» SET TASK
Give every line of the entries below as a JSON list of strings, one string per line, with blank lines and pictures left out.

▼▼▼

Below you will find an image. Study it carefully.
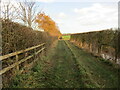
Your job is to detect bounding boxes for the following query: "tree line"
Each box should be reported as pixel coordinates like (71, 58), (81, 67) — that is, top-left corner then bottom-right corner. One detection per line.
(71, 29), (120, 62)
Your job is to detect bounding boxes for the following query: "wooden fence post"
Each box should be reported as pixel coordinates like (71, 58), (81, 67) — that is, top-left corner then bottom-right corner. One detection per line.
(15, 54), (19, 73)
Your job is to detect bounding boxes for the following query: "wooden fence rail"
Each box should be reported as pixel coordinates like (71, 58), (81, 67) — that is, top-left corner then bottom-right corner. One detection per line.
(0, 43), (45, 75)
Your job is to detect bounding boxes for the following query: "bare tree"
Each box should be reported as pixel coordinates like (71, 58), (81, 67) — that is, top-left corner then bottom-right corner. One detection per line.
(1, 1), (18, 20)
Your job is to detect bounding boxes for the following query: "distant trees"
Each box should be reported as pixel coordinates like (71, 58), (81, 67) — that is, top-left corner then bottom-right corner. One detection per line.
(1, 0), (19, 20)
(35, 13), (61, 36)
(18, 0), (37, 27)
(71, 29), (120, 62)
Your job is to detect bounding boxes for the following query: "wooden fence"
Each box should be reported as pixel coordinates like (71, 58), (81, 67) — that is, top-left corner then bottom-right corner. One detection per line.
(0, 43), (45, 75)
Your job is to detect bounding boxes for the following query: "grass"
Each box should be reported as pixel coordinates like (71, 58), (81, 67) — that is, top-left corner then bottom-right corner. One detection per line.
(9, 40), (118, 88)
(62, 35), (70, 40)
(67, 42), (118, 88)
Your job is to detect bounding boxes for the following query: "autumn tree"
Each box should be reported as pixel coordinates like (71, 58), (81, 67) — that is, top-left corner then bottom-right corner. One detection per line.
(18, 0), (38, 27)
(35, 13), (61, 36)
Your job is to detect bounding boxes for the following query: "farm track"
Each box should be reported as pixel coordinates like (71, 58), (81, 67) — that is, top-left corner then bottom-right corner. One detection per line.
(11, 40), (118, 88)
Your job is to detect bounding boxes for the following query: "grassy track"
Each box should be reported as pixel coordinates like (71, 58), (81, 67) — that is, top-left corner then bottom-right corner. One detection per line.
(9, 40), (118, 88)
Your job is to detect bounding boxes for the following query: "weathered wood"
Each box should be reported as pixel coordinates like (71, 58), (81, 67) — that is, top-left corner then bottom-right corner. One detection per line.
(0, 43), (45, 61)
(0, 47), (45, 75)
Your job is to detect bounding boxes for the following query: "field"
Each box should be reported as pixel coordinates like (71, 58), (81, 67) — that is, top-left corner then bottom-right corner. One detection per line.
(62, 35), (70, 40)
(10, 40), (118, 88)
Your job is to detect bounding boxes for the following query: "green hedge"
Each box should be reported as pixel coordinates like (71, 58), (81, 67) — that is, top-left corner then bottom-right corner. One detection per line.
(70, 29), (120, 61)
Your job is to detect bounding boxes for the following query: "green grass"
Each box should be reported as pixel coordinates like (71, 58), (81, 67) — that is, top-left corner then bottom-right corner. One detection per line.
(62, 35), (70, 40)
(67, 42), (118, 88)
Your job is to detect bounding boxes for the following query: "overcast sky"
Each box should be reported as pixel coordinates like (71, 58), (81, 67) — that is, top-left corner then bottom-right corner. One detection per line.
(0, 0), (118, 33)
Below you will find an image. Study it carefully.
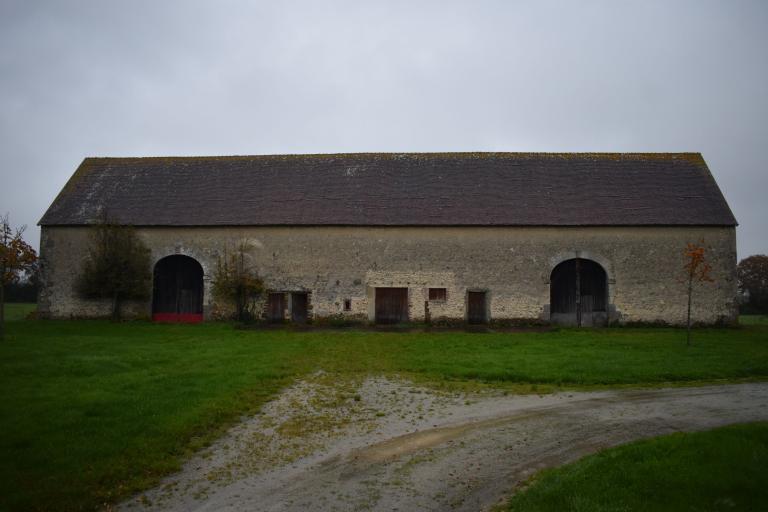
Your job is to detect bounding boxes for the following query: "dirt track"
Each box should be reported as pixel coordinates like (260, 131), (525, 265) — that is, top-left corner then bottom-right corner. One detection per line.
(121, 374), (768, 511)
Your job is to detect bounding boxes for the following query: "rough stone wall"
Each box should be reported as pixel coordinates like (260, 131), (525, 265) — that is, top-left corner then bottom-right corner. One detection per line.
(39, 227), (736, 324)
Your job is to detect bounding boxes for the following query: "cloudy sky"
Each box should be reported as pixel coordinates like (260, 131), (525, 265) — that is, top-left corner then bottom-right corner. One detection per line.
(0, 0), (768, 258)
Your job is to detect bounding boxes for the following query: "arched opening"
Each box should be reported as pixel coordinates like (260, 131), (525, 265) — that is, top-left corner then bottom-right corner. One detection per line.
(549, 258), (608, 327)
(152, 255), (203, 323)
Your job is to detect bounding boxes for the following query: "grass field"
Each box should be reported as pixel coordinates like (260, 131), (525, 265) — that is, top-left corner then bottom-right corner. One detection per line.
(500, 423), (768, 512)
(0, 305), (768, 510)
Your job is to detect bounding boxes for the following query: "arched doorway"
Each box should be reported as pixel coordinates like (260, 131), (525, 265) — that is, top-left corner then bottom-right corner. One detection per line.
(549, 258), (608, 327)
(152, 255), (203, 323)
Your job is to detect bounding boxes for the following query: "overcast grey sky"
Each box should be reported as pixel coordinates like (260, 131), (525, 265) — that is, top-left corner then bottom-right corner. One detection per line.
(0, 0), (768, 258)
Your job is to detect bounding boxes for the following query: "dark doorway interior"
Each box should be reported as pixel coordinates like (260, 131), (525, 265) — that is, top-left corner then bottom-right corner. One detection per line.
(267, 293), (285, 322)
(376, 288), (408, 324)
(291, 292), (309, 324)
(549, 258), (608, 327)
(152, 255), (203, 323)
(467, 292), (488, 324)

▲▲▲

» WRITTEN SOLUTION
[
  "Below you will find an image. Study it carefully.",
  "Your job is to detect bounding boxes for the following query: \"tree line\"",
  "Each box should be reported as pixel coordinates like (71, 58), (81, 67) — that is, top-left corner then bottom-right corner. One detection per line.",
  "(71, 29), (120, 62)",
  "Your job is to detect bounding boxes for the following query: \"wooden fence post\"",
  "Each box should be reported as pixel coordinates like (71, 58), (81, 67) — that is, top-left corner then bottom-right corner. One detection per line.",
  "(15, 54), (19, 73)",
  "Your job is to detect bounding boxes for the following query: \"wooden fence rail\"",
  "Each box should be reported as pixel coordinates like (71, 58), (81, 67) — that is, top-left corner then bottom-right corner. One detection per line.",
  "(0, 43), (45, 75)",
  "Your job is to detect bounding boxes for the following query: \"bare tree\"",
  "Each box should be reported as pixel coordinates like (71, 58), (81, 67) — that is, top-left corner then bottom-right corner. One detection per line.",
  "(1, 1), (18, 20)",
  "Your job is to detect bounding boxes for the following query: \"distant trees\"",
  "Each box should be reported as pixel coordinates like (71, 58), (81, 67) — that is, top-left corner then bottom-right corner. One detection per line.",
  "(1, 0), (19, 20)",
  "(35, 13), (61, 36)",
  "(18, 0), (37, 27)",
  "(71, 29), (120, 62)",
  "Your job is to detect bounding boxes for the following query: \"wooden fence\"",
  "Each box should be reported as pixel coordinates like (71, 58), (81, 67) — that is, top-left corner then bottom-right corner. One detection per line.",
  "(0, 43), (45, 75)",
  "Your job is to detect bounding boxes for the following query: \"grass\"",
  "Each box should be reported as pixel coordinates like (71, 58), (81, 67) — that is, top-left corner then bottom-right corner. One detection per line.",
  "(9, 40), (118, 88)",
  "(62, 35), (70, 40)",
  "(67, 42), (118, 88)",
  "Your job is to detect bounding boxes for the following query: \"autumn tree\"",
  "Each box should be reported as pixel coordinates like (71, 58), (81, 67) — that is, top-left corner then bottom-right corner. One detection per line.",
  "(18, 0), (38, 27)",
  "(35, 13), (61, 36)",
  "Your job is to detect bounding boxes for the following query: \"farm track\"",
  "Each box should be reported as pixel coordinates like (71, 58), (81, 67) — that is, top-left corner then bottom-right corner. One detection per line.",
  "(11, 40), (118, 88)",
  "Your job is to detect bounding boxes for the following query: \"grassy track\"",
  "Each box should be reported as pixel coordinates like (71, 58), (81, 67) — that is, top-left corner then bottom-right corner. One detection per line.",
  "(9, 40), (118, 88)",
  "Your job is to detect bounding boxes for the following query: \"weathered wood\"",
  "Each box should be reported as pixel coordinates like (71, 58), (81, 67) — that is, top-left corner then bottom-right corner. One detection per line.",
  "(0, 43), (45, 61)",
  "(0, 47), (45, 75)",
  "Your job is to detect bounding boxes for the following query: \"field\"",
  "Each box should be reported as pixel coordinates like (71, 58), (81, 67) — that is, top-left corner then bottom-right corner. One detection per line.",
  "(62, 35), (70, 40)",
  "(10, 40), (118, 88)",
  "Your job is to detect bounding boxes for the following query: \"green hedge\"",
  "Each box should be reported as pixel coordinates like (71, 58), (81, 67) — that is, top-left corner then bottom-right corner. One detection per line.",
  "(70, 29), (120, 61)",
  "Your job is to detect bounding boxes for the following query: \"green grass\"",
  "Each box should be reported as pixel coordinates like (71, 58), (81, 67) — that is, top-left corner then bottom-right corner. One detection per line.",
  "(62, 35), (70, 40)",
  "(67, 42), (118, 88)",
  "Your job is to detect bounding boxes for the following query: \"overcast sky\"",
  "Each box should be reported as pixel coordinates like (71, 58), (81, 67) — that is, top-left corner then bottom-right corner. One detection per line.",
  "(0, 0), (118, 33)",
  "Below you will find an image. Study it carefully.",
  "Your job is to detect bounding boxes for the following query: \"dirt track\"",
  "Each box should be reported as pixel coordinates like (260, 131), (525, 265) — that is, top-left corner then bottom-right corner. One detection per line.",
  "(121, 374), (768, 511)",
  "Your job is to detect bounding boxes for the following query: \"rough stone wall\"",
  "Each box should be reported as pixel coordinates like (260, 131), (525, 265) — that is, top-left corner then bottom-right corner. One detection per line.",
  "(39, 227), (736, 324)",
  "Your job is to detect bounding boxes for the following query: \"cloudy sky\"",
  "Each box should be reported as pixel coordinates like (260, 131), (525, 265) — that is, top-left corner then bottom-right corner. One detection per line.",
  "(0, 0), (768, 258)",
  "Your job is to detect bounding boxes for the following query: \"arched opening\"",
  "Each box should be reported as pixel coordinates like (260, 131), (525, 265) — that is, top-left corner then bottom-right corner. One detection per line.",
  "(549, 258), (608, 327)",
  "(152, 255), (203, 323)",
  "Your job is to detect bounding boxes for the following query: \"grass field\"",
  "Each box should be reported as pixel coordinates like (260, 131), (525, 265) — that is, top-left corner then bottom-right corner. One detection per line.",
  "(500, 423), (768, 512)",
  "(0, 305), (768, 510)",
  "Your job is to detect bounding boxes for the following query: \"arched doorway\"",
  "Each box should be reported as pixel coordinates like (260, 131), (525, 265) — that is, top-left corner then bottom-right corner. One detection per line.",
  "(549, 258), (608, 327)",
  "(152, 255), (203, 323)",
  "Your job is to detect bounding boxes for the following query: \"overcast grey sky\"",
  "Each box should be reported as pixel coordinates like (260, 131), (525, 265) — that is, top-left corner then bottom-right corner. One detection per line.",
  "(0, 0), (768, 258)",
  "Your job is to detect bounding boxes for the following query: \"dark doorway interior\"",
  "Each box should be reported as pixel coordinates like (260, 131), (525, 265) — that is, top-left corner then bottom-right corner. One detection per line.",
  "(267, 293), (285, 322)",
  "(376, 288), (408, 324)",
  "(291, 292), (309, 324)",
  "(549, 258), (608, 327)",
  "(152, 255), (203, 323)",
  "(467, 292), (488, 324)"
]